◆ **REQUIRED ACTION**: The expected output is the complete listing, unchanged.

::: DATA SHOWN :::

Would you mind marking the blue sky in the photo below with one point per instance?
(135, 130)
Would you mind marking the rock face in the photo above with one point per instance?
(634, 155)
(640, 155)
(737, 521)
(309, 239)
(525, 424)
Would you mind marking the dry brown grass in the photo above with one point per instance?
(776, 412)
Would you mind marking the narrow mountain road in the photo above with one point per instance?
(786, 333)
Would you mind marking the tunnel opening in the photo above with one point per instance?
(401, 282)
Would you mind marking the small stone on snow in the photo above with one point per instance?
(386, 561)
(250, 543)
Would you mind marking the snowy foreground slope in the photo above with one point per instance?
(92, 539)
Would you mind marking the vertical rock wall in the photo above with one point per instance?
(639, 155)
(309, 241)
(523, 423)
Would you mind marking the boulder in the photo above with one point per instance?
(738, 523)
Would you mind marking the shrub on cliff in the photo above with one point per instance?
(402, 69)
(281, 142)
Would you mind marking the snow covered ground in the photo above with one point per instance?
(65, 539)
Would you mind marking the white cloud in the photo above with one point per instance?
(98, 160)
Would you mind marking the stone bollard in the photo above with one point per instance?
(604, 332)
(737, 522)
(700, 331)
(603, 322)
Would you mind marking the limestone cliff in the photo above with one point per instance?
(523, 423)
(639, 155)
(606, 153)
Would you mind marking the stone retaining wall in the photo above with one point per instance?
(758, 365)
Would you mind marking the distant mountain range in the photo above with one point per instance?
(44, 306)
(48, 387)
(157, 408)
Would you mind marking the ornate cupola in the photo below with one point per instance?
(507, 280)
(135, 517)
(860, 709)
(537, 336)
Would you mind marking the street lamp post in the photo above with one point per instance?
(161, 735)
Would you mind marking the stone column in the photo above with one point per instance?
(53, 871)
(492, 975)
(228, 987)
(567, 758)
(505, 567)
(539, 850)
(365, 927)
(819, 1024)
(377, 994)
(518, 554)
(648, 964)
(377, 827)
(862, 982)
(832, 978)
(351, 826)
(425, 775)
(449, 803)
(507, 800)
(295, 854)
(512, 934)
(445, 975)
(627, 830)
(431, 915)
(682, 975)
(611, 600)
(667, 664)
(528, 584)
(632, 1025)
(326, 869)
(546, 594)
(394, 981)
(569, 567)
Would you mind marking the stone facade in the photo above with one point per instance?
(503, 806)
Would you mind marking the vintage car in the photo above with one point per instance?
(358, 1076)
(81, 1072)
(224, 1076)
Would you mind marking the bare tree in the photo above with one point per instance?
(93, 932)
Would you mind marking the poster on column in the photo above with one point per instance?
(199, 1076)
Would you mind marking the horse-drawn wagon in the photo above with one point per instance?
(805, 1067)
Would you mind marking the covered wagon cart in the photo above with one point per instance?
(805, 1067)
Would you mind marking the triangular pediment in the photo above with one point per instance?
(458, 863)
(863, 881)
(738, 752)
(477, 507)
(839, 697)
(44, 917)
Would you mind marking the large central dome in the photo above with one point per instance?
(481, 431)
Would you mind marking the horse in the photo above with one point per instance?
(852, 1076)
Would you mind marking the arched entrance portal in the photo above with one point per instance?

:::

◆ **EXERCISE OUTPUT**:
Would you mind marking the blue sky in the photo below with one point per instance?
(135, 130)
Would you mind marking the rock face in the photo above with one point per instance?
(634, 155)
(640, 155)
(737, 521)
(309, 239)
(525, 424)
Would you mind marking the dry brown grass in the photo above with one point per instance?
(776, 412)
Would you mind marking the narrow mountain road in the photo above with one point per instance?
(786, 333)
Would you mind marking the tunnel opening in the photo above with one point per instance?
(401, 282)
Would you mind marking the small stone on snow in the photo above with one point per instance?
(386, 561)
(250, 543)
Would you mind marking the snowy foreground slope in the photo above with one point per instance?
(92, 539)
Would you mind marking the vertical rock wall in the photo above with one point per instance?
(639, 155)
(309, 241)
(523, 423)
Would you mind marking the boulder in the photo above with one point per instance?
(738, 523)
Would you mind marking the shrub on cliff in the photo above with one point per instance?
(402, 69)
(281, 142)
Would you mind marking the snow covered ground in the photo above with one point per instance?
(65, 539)
Would you mind marking the white cloud in the photo above with one point per instance?
(98, 160)
Would you mind marking the stone bollard in the photo above with one point per instance?
(604, 332)
(737, 522)
(700, 331)
(603, 322)
Would you mind marking the limestone cliff in the photo above with one point per instance?
(523, 423)
(639, 155)
(606, 153)
Would you mind marking the stone retaining wall in the photo above with one point per instance?
(758, 365)
Would you mind marking the distant mountain range in the photo above with one point per instance?
(44, 306)
(48, 387)
(157, 408)
Would you mind marking the ornate cupola in the photo below with one point per instance?
(507, 280)
(135, 517)
(860, 709)
(537, 336)
Would you mind marking the street lamp post in the photo above with one point per instance?
(161, 735)
Would you mind marking the stone column in the photo above with one point per instance?
(53, 871)
(492, 975)
(228, 987)
(567, 758)
(505, 567)
(539, 850)
(365, 927)
(819, 1024)
(377, 994)
(518, 554)
(648, 964)
(377, 827)
(862, 982)
(832, 978)
(351, 826)
(425, 775)
(449, 803)
(507, 800)
(295, 854)
(512, 934)
(445, 975)
(627, 830)
(431, 915)
(682, 975)
(611, 600)
(667, 664)
(528, 584)
(632, 1025)
(326, 869)
(546, 594)
(394, 981)
(569, 567)
Would you mind marking the stone facade in the photo above with one point per instance?
(503, 806)
Would you mind marking the vintage car in the photo above with one point per instance?
(358, 1076)
(81, 1072)
(224, 1076)
Would you mind marking the bare tree in the photo above with one point per instance?
(93, 932)
Would you mind marking the poster on column in the photo above with one point per instance?
(199, 1076)
Would you mind marking the horse-drawn wagon in the photo above with one point per instance?
(805, 1067)
Would you mind marking the covered wagon cart in the photo above with one point per instance?
(805, 1067)
Would you mind marking the triangular pediment in the photo above with one point per instance?
(458, 863)
(863, 881)
(738, 752)
(477, 507)
(839, 697)
(44, 917)
Would you mind marking the large central dome in the photo above with one point per instance?
(481, 431)
Would you mind marking the horse in the photo above with one point per instance?
(852, 1076)
Would you mind marking the arched entrance portal in the photo above with one point per instance?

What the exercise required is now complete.